Problem statement |
Without changing a character, return the entries, but not the images they hold.

Material supplied |
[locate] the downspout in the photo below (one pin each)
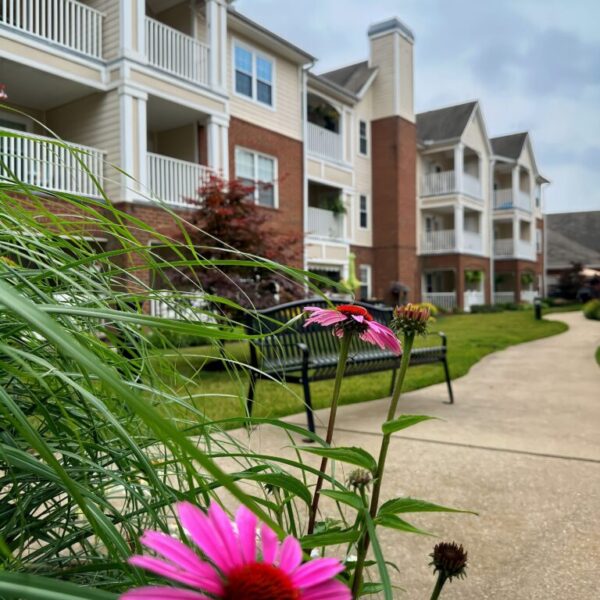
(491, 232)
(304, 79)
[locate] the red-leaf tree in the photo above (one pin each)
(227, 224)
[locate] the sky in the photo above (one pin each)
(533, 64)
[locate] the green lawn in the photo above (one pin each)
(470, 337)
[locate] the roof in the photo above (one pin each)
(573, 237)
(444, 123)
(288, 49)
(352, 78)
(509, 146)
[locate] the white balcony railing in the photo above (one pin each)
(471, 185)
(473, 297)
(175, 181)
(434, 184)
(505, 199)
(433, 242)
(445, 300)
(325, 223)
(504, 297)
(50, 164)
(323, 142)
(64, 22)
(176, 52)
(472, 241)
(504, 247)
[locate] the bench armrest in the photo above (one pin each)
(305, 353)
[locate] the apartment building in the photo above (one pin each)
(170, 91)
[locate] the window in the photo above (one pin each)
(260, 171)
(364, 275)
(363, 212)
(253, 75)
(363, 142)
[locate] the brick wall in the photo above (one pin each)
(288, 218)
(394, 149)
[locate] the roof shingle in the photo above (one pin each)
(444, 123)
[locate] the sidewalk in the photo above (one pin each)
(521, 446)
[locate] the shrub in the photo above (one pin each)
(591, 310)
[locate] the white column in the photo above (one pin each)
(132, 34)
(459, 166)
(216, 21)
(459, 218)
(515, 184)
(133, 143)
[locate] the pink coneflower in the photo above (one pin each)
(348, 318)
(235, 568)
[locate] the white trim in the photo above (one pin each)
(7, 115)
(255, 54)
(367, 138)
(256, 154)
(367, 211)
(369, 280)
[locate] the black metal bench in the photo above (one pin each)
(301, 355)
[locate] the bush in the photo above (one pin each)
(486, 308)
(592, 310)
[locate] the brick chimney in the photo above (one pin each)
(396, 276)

Solved exercise |
[locate] the downspout in the photo below (one pin each)
(491, 232)
(304, 79)
[locate] the red-leaf tree in the photo above (one pin each)
(227, 224)
[locate] the sky in the photo above (one pin each)
(533, 64)
[locate] the green lawn in the photo above (one pin each)
(470, 337)
[locate] the roof in the photo above (one pin each)
(573, 237)
(444, 123)
(288, 49)
(352, 78)
(509, 146)
[locate] the white balcony railing in the photo above (one pin each)
(471, 185)
(473, 297)
(175, 181)
(434, 184)
(505, 199)
(433, 242)
(445, 300)
(325, 223)
(504, 297)
(50, 164)
(323, 142)
(64, 22)
(176, 52)
(472, 241)
(504, 247)
[locate] the bench armrest in the photo above (one pin each)
(305, 353)
[locate] the apartment building in the photo above (one pin each)
(170, 91)
[locate] the window in the photo above (one pin each)
(260, 171)
(364, 275)
(363, 212)
(253, 75)
(363, 142)
[locate] the brick wall in the photo above (one pin each)
(288, 218)
(394, 149)
[locate] the roof shingle in the photo above (one pin each)
(444, 123)
[locate] the sidewalk in the photo above (one pin each)
(521, 446)
[locate] the shrub in the photo above (one pin each)
(591, 310)
[locate] the white column in the photo above (one pin each)
(132, 34)
(459, 166)
(216, 21)
(459, 218)
(515, 184)
(133, 143)
[locate] the pink coneflower in the photo above (one pin each)
(348, 318)
(235, 568)
[locate] the white trim in the photo above (one pin each)
(7, 115)
(255, 54)
(367, 138)
(256, 154)
(367, 211)
(369, 280)
[locate] the black metal bench in the photo above (one pin each)
(301, 355)
[locate] the bush in the photo above (one pin each)
(486, 308)
(592, 310)
[locate] the brick chimney in the photo above (one pin each)
(396, 276)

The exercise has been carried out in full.